● **PROBLÈMES À RÉSOUDRE**:
a - D'après le passage fourni, pourquoi choisit-on un sevrage progressif sur plusieurs semaines lors de l'arrêt des antipsychotiques ? Répondez en une à trois phrases.
b - Extrayez du passage fourni le segment allant de « Deux études (265 » à « de l’arrêt progressif des antipsychotiques. ».

● **PASSAGE FOURNI**:
▽

Deux études (265 patients, durée des études: 3 mois) peuvent être regroupées pour le critère d’évaluation SCPD (mesuré à l’aide du NPI). Il n’y a pas de différence significative entre le groupe sevré et le groupe poursuivant son traitement antipsychotique.
Innocuité
Bien que les études n’aient pas toutes rapporté aussi systématiquement les effets indésirables, les données disponibles semblent rassurantes. Aucune étude ne rapporte des symptômes de sevrage lors de l’arrêt progressif des antipsychotiques.
Commentaire du CBIP
Les preuves concernant l'intérêt des antipsychotiques dans les SCPD sont limitées. Un risque plus élevé d'effets indésirables et de décès doit être mis en balance avec un bénéfice éventuel des antipsychotiques sur les troubles du comportement. La Cochrane Review conclut que les antipsychotiques peuvent être arrêtés progressivement de manière sûre chez la plupart des personnes âgées atteintes de démence, sans aggraver les SCPD. Chez les patients dont les symptômes sont plus sévères, le risque de récidive est probablement plus grand. Il n'est pas clair s’il faut privilégier l’arrêt brutal ou l’arrêt progressif des antipsychotiques. Pour des raisons de sécurité, on opte pour un sevrage progressif sur plusieurs semaines (pour vous guider, voir le plan par étapes "Déprescription" proposé dans le "Formulaire de soins aux personnes âgées").

△

● **DONNÉES FOURNIES**:
▽

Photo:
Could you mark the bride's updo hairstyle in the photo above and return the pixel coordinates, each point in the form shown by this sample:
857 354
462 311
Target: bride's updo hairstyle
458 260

△
▽

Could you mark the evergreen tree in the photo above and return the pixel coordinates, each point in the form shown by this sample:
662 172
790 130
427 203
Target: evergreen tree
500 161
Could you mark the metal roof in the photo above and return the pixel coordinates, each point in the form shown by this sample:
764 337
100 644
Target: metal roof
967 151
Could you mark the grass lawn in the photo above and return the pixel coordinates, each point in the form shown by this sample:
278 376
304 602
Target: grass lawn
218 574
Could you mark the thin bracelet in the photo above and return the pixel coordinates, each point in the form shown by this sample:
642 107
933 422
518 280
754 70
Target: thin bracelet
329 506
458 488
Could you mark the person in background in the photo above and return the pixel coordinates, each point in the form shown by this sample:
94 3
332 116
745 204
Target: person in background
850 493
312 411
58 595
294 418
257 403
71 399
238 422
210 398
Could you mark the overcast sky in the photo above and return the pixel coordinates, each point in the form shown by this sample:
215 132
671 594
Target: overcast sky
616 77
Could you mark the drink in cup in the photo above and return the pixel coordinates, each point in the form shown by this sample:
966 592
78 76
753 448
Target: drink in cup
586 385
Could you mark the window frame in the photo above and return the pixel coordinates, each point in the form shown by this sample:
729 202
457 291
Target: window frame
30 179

△
▽

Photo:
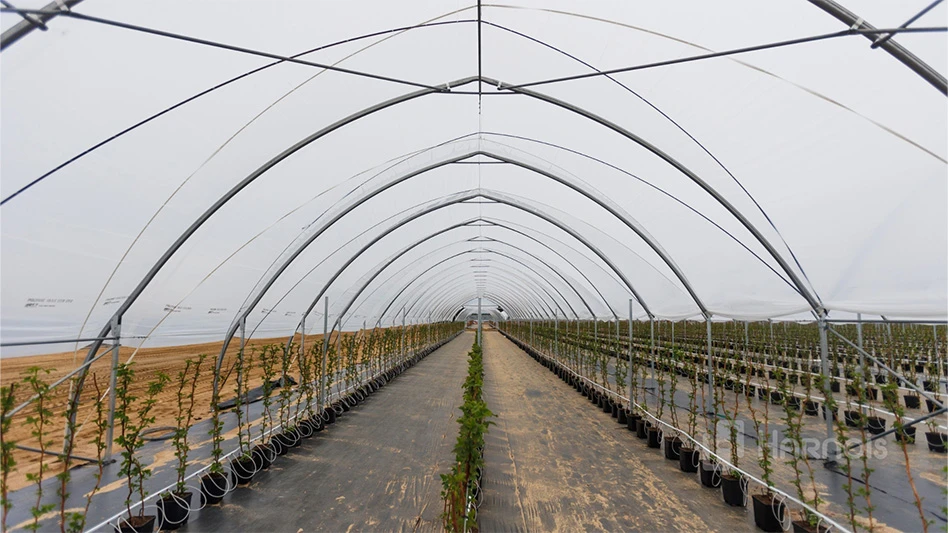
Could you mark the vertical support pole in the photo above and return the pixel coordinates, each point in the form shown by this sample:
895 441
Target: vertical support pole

△

● **SOLUTIONS**:
a - On choisit un sevrage progressif sur plusieurs semaines pour des raisons de sécurité. Le passage précise en effet qu'on ne sait pas clairement s'il faut privilégier l'arrêt brutal ou l'arrêt progressif des antipsychotiques.

b -
Deux études (265 patients, durée des études: 3 mois) peuvent être regroupées pour le critère d’évaluation SCPD (mesuré à l’aide du NPI). Il n’y a pas de différence significative entre le groupe sevré et le groupe poursuivant son traitement antipsychotique.
Innocuité
Bien que les études n’aient pas toutes rapporté aussi systématiquement les effets indésirables, les données disponibles semblent rassurantes. Aucune étude ne rapporte des symptômes de sevrage lors de l’arrêt progressif des antipsychotiques.